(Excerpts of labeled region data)
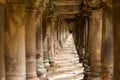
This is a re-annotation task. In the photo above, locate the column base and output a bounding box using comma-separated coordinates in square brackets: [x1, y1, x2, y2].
[49, 57, 55, 67]
[44, 60, 50, 69]
[26, 77, 39, 80]
[88, 76, 101, 80]
[37, 67, 47, 80]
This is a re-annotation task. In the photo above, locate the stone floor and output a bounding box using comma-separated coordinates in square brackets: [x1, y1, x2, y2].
[47, 34, 84, 80]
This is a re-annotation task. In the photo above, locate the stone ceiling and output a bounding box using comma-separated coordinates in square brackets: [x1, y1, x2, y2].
[54, 0, 81, 19]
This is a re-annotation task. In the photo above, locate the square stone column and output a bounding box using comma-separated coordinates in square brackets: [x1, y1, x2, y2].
[4, 0, 26, 80]
[89, 9, 102, 80]
[113, 0, 120, 80]
[0, 3, 5, 80]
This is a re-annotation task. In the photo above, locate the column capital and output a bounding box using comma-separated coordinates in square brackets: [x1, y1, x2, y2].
[26, 0, 40, 12]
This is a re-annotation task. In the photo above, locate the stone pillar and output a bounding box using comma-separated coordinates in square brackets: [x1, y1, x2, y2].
[101, 11, 113, 80]
[113, 0, 120, 80]
[25, 0, 39, 80]
[36, 10, 47, 80]
[0, 3, 5, 80]
[50, 18, 55, 66]
[4, 0, 26, 80]
[89, 10, 102, 80]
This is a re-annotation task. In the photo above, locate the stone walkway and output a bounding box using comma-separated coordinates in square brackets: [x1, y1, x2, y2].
[47, 35, 84, 80]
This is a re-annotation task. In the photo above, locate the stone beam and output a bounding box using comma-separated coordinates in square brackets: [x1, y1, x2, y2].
[54, 1, 81, 6]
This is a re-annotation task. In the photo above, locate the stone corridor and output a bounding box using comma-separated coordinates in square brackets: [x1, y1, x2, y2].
[47, 34, 84, 80]
[0, 0, 120, 80]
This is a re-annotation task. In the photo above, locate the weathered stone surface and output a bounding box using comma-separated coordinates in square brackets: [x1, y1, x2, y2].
[25, 0, 38, 80]
[113, 0, 120, 80]
[0, 3, 5, 80]
[5, 4, 26, 80]
[101, 11, 113, 80]
[89, 10, 102, 80]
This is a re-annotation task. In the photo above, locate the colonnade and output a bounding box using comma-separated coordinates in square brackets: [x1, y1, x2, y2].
[0, 0, 120, 80]
[0, 0, 69, 80]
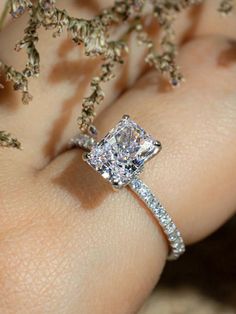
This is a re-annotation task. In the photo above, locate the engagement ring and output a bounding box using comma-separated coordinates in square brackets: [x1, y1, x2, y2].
[82, 115, 185, 259]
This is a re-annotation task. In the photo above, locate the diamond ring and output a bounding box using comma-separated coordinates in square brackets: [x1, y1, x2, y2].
[83, 115, 185, 259]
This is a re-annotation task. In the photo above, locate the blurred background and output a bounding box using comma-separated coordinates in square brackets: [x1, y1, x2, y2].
[0, 0, 236, 314]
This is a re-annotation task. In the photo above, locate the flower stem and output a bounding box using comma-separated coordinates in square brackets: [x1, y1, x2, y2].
[0, 0, 10, 31]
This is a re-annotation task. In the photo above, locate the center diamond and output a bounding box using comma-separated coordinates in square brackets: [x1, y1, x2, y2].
[86, 116, 161, 188]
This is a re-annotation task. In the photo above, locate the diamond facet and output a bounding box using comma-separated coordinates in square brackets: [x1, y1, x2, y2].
[86, 116, 161, 188]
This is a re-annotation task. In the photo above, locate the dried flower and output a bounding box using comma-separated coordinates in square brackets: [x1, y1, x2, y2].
[0, 131, 21, 149]
[218, 0, 235, 15]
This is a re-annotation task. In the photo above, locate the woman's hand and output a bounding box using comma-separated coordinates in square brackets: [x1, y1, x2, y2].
[0, 1, 236, 314]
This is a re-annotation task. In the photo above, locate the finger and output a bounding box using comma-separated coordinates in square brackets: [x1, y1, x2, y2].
[0, 1, 235, 169]
[22, 34, 236, 313]
[0, 1, 157, 169]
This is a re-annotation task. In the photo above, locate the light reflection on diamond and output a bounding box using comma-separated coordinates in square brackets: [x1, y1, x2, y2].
[87, 118, 160, 187]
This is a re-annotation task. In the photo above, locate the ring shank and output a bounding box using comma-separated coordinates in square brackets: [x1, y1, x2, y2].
[129, 178, 185, 260]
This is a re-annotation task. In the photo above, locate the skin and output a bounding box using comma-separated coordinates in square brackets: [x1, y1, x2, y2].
[0, 1, 236, 314]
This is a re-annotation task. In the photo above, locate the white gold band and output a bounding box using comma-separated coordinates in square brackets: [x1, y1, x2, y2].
[129, 178, 185, 260]
[71, 115, 185, 260]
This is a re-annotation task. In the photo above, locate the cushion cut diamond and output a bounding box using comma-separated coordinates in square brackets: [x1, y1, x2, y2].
[86, 116, 161, 187]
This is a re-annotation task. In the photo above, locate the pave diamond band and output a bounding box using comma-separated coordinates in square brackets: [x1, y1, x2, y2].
[129, 178, 185, 260]
[83, 115, 185, 259]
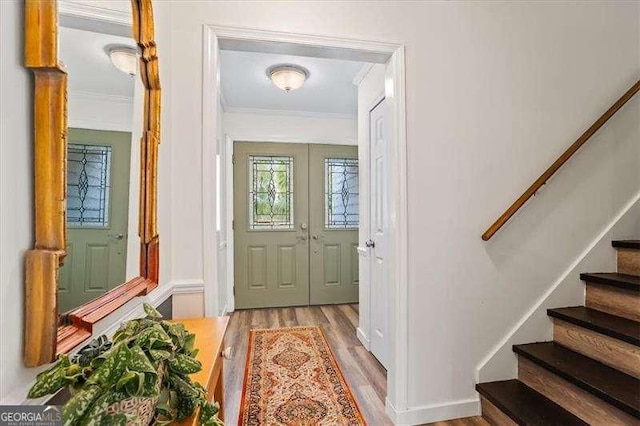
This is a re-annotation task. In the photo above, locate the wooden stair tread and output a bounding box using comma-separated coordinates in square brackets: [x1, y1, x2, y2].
[611, 240, 640, 250]
[580, 273, 640, 292]
[547, 306, 640, 346]
[476, 380, 587, 426]
[513, 342, 640, 418]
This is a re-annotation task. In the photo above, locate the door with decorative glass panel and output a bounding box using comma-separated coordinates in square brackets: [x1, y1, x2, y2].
[58, 128, 131, 312]
[234, 142, 358, 309]
[309, 145, 359, 305]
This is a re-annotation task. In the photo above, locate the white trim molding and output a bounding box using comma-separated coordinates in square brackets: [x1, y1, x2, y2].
[386, 398, 480, 425]
[58, 0, 133, 27]
[58, 0, 133, 37]
[356, 327, 371, 351]
[172, 279, 204, 294]
[224, 103, 357, 120]
[351, 62, 373, 86]
[68, 90, 133, 104]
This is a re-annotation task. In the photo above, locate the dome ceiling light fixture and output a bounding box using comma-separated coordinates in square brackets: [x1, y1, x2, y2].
[267, 64, 309, 93]
[107, 45, 138, 75]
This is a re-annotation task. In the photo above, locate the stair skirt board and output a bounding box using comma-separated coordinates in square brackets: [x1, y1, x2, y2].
[518, 356, 640, 425]
[617, 248, 640, 275]
[553, 318, 640, 378]
[586, 283, 640, 321]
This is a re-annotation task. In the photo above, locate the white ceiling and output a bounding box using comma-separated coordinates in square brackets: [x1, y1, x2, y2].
[59, 27, 139, 98]
[220, 50, 364, 116]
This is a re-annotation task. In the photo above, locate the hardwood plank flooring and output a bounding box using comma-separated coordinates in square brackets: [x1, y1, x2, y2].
[224, 305, 392, 426]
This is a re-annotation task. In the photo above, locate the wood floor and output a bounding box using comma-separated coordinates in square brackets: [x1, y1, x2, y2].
[224, 305, 488, 426]
[224, 305, 392, 426]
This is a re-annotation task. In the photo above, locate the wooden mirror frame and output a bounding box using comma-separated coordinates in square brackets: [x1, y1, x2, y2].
[23, 0, 161, 367]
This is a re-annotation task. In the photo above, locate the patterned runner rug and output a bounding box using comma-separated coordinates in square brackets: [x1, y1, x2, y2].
[238, 327, 366, 426]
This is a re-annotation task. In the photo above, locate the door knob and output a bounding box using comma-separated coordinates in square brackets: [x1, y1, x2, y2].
[220, 346, 233, 359]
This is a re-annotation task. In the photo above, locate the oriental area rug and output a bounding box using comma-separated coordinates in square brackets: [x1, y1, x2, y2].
[238, 327, 366, 426]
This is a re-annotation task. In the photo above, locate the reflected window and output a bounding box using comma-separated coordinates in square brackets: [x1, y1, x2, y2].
[67, 143, 111, 228]
[249, 156, 293, 230]
[324, 158, 360, 229]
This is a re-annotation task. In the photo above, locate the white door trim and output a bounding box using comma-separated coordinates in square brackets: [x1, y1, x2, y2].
[202, 24, 409, 417]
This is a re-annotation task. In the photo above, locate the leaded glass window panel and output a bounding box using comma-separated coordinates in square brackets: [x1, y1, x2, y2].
[249, 156, 294, 230]
[67, 143, 111, 228]
[324, 158, 360, 229]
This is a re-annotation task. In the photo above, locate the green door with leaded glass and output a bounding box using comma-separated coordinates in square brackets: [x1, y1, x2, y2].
[234, 142, 358, 309]
[309, 145, 359, 305]
[58, 128, 131, 312]
[233, 142, 309, 309]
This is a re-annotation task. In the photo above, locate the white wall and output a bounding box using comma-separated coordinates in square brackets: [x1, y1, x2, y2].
[67, 92, 133, 132]
[164, 1, 640, 421]
[0, 0, 172, 404]
[223, 112, 358, 145]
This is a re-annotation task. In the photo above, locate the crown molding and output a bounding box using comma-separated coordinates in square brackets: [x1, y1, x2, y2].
[224, 105, 357, 120]
[69, 90, 133, 104]
[58, 0, 133, 27]
[351, 62, 373, 86]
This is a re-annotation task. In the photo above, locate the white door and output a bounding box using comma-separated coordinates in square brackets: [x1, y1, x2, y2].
[367, 99, 390, 368]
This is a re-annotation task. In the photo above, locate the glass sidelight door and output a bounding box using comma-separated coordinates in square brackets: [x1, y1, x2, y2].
[234, 142, 358, 309]
[309, 145, 360, 305]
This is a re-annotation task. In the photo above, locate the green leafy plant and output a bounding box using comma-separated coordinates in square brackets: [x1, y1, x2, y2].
[29, 304, 223, 426]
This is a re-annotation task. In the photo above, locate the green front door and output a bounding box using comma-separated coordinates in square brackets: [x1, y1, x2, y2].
[234, 142, 358, 309]
[309, 145, 359, 305]
[233, 143, 309, 309]
[58, 128, 131, 312]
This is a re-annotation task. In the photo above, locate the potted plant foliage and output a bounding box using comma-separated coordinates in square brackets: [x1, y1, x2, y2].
[29, 304, 223, 426]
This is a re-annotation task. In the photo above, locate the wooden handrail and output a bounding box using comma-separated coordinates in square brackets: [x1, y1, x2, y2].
[482, 80, 640, 241]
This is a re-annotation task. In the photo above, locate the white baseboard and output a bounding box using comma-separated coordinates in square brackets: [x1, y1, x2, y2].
[220, 305, 229, 317]
[356, 327, 371, 351]
[385, 398, 480, 425]
[171, 279, 204, 294]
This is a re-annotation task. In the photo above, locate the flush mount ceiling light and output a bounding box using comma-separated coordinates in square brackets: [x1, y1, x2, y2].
[107, 46, 138, 75]
[267, 64, 309, 92]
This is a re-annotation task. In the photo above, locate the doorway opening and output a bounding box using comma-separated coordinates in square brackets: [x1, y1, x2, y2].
[202, 25, 408, 418]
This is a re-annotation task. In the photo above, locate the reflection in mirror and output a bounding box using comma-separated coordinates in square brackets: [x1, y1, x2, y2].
[58, 26, 142, 314]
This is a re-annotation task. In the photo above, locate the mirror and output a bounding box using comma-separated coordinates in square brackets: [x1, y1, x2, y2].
[24, 0, 161, 367]
[58, 23, 143, 314]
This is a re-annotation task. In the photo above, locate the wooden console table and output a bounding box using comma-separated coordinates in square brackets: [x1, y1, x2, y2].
[172, 317, 229, 426]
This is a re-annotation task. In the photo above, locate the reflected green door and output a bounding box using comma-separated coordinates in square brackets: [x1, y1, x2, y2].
[58, 128, 131, 312]
[234, 142, 358, 309]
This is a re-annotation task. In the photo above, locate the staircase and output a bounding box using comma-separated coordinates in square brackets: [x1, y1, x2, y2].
[476, 240, 640, 425]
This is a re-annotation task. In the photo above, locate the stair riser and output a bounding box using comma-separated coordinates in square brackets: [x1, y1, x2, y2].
[480, 397, 518, 426]
[618, 248, 640, 275]
[518, 356, 640, 425]
[553, 318, 640, 378]
[586, 282, 640, 321]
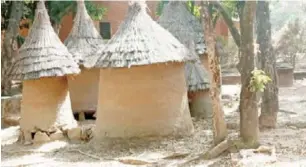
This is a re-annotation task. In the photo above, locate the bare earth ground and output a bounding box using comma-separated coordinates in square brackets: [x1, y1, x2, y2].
[1, 80, 306, 167]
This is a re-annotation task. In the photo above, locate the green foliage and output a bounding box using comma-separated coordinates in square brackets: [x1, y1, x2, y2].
[156, 0, 201, 18]
[250, 68, 272, 92]
[187, 0, 201, 18]
[16, 35, 25, 48]
[221, 0, 241, 18]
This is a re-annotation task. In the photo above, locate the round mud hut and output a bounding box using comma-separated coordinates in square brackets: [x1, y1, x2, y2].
[12, 1, 80, 144]
[64, 0, 104, 120]
[158, 1, 212, 118]
[90, 1, 194, 139]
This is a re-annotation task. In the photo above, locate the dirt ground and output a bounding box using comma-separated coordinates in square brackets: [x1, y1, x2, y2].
[1, 80, 306, 167]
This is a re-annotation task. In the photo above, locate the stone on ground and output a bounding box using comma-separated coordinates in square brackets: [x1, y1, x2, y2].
[67, 127, 82, 140]
[33, 131, 50, 143]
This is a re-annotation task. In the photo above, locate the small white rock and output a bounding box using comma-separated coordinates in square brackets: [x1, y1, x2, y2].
[50, 130, 65, 140]
[67, 127, 82, 140]
[33, 131, 50, 143]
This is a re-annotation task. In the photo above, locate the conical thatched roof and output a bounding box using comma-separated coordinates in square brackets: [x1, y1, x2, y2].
[158, 1, 210, 91]
[65, 0, 104, 65]
[157, 1, 206, 55]
[12, 1, 80, 80]
[88, 1, 194, 68]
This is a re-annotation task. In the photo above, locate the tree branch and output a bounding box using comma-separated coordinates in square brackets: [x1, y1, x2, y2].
[211, 1, 240, 48]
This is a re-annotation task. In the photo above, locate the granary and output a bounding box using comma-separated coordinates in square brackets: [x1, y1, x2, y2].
[65, 1, 104, 120]
[12, 1, 80, 144]
[85, 1, 194, 139]
[158, 1, 212, 118]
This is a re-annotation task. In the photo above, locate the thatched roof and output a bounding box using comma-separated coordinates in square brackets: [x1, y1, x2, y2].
[65, 0, 104, 65]
[85, 1, 194, 68]
[158, 1, 210, 91]
[157, 1, 206, 55]
[12, 1, 80, 80]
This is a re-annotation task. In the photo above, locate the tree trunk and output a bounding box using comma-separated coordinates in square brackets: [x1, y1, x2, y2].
[256, 1, 279, 128]
[201, 1, 227, 145]
[239, 1, 259, 147]
[1, 1, 23, 95]
[52, 23, 61, 35]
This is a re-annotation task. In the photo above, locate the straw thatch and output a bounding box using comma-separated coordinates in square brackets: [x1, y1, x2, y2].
[158, 1, 210, 92]
[158, 1, 206, 55]
[85, 1, 194, 68]
[12, 1, 80, 80]
[65, 0, 104, 65]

TASK GOAL – Rewrite every line of the records in the part that opens with the line containing "locate the weathered" and closes with the line containing "[0, 0, 69, 80]", both ends included, keeping the lines without coordinates unchanged and adding -97 to each bounding box coordinate.

ANSWER TO THE EXERCISE –
This is a re-annotation task. In the photo above, locate the weathered stone surface and output a bounding box using comma-separated coordinates in square brackets: [x1, y1, x2, y2].
[-72, -97, -59, -17]
[16, -97, 23, -17]
[-97, -94, -92, -17]
[-92, -93, -71, -17]
[4, -86, 16, -17]
[-8, -87, 5, -17]
This is a re-annotation task. In the photo above, locate the colonnade and output a bounding box using comma-separated coordinates in square brackets: [x1, y1, x2, y2].
[-97, -97, 23, -17]
[-97, -97, -28, -17]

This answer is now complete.